### Passage for review

########

The basic functions needed for a secure eHealth application are:
To achieve a secure authentication of a person (whether health professional or patient) it is necessary to have a unique identifier. The person must then be registered in a database together with a certificate issued by a trusted body. This is a very important process and the work needed to create such a database is often underestimated.
In order to authorise a person to access applications or information, the cooperating organisations have to agree on a framework of rules on how a set of roles should be defined. This workload is also easily underestimated. An alternative to this type of general authorisation is to individually define how access should be allowed for each specific application. Authorisation can also be given by invitation for a specific application or occasion.
Privacy means that eHealth applications must be capable of handling patient consent. A piece of health-related information should not be allowed to be shared among health professionals outside the organisation from which the information originated without the patient consent. Many eHealth applications do not have this capability today and thus cannot be used for transnational cooperation without addressing specific considerations.
Integrity means that a piece of information must remain unchanged from source to receiver. This requires the use of electronic signatures connected to the person who is responsible for the set of information. Using this technology, the responsible person can be certain that the information she/he created is unchanged when it is seen by another person. Many eHealth systems used today do not offer this type of electronic signature.

########

### Provided material
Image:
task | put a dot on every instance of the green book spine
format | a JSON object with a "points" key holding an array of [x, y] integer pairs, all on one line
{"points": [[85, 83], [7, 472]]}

########

### Required tasks
(a) Please list the security functions that the passage on secure eHealth applications describes, one per paragraph.
(b) Continue the passage on secure eHealth applications after its final sentence.

### Task results
(a) Authentication, authorization, privacy, integrity

(b)
Traceability means that all eHealth activities are logged, so that it is possible to find out subsequently which person has accessed health information related to a certain patient and when. Access to health information is only authorised when the use of the information is related to the care of the patient. It is not, however, feasible to lock in health information so that unauthorised access to health information is completely impossible. Access to information must therefore build on trust, that health professionals with access to patient information use the information only when needed for motivated medical purposes. The traceability will therefore constitute the possibility of retrospectively identifying possible abuse of health information. Many eHealth systems today do not offer sufficient traceability capability.